(Excerpt from a dataset)

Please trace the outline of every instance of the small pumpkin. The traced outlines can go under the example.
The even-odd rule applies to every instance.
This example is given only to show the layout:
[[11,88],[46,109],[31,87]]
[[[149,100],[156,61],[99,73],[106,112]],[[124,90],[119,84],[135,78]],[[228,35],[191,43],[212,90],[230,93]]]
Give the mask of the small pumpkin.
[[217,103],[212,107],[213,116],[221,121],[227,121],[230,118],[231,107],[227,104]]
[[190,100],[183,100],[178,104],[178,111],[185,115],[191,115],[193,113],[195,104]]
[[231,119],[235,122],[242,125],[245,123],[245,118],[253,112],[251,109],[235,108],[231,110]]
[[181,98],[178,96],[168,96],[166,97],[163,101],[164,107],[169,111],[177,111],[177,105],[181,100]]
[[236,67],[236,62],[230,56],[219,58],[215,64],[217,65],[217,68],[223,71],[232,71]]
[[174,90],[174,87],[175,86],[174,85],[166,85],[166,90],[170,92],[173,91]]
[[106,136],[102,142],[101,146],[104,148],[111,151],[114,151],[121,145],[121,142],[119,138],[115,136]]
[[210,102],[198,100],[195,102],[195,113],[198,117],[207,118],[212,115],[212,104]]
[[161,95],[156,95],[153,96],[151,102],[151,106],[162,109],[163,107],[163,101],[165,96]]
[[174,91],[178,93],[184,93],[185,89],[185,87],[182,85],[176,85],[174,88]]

What this task involves :: Switch every occurrence of "small pumpkin" in the data above to "small gourd", keeping everything else the same.

Full output ::
Please trace the outline of every instance of the small gourd. The traced outlines can go under the example.
The even-odd rule applies to every instance.
This example is given only to show the layout:
[[11,88],[46,109],[31,87]]
[[[149,100],[156,61],[99,73],[106,112]],[[124,90],[119,84],[135,78]],[[228,35],[191,43],[212,90],[230,93]]]
Give the mask of the small gourd.
[[217,103],[212,107],[213,116],[221,121],[227,121],[230,118],[231,107],[227,104]]
[[190,100],[183,100],[178,104],[178,111],[185,115],[191,115],[193,113],[195,104]]
[[231,119],[235,122],[242,125],[245,123],[245,118],[253,112],[251,109],[235,108],[231,110]]
[[181,98],[178,96],[168,96],[166,97],[163,101],[164,107],[169,111],[177,111],[177,105],[181,100]]
[[236,67],[236,62],[230,56],[219,58],[215,64],[217,65],[217,68],[223,71],[232,71]]
[[174,90],[174,87],[175,86],[174,85],[166,85],[166,90],[170,92],[173,91]]
[[106,136],[102,142],[101,146],[104,148],[111,151],[114,151],[121,145],[121,142],[119,138],[115,136]]
[[210,102],[198,100],[195,102],[195,113],[198,117],[207,118],[212,115],[212,104]]
[[161,95],[156,95],[153,96],[151,102],[151,106],[162,109],[163,107],[163,101],[165,96]]
[[174,91],[178,93],[184,93],[185,89],[185,87],[182,85],[176,85],[174,88]]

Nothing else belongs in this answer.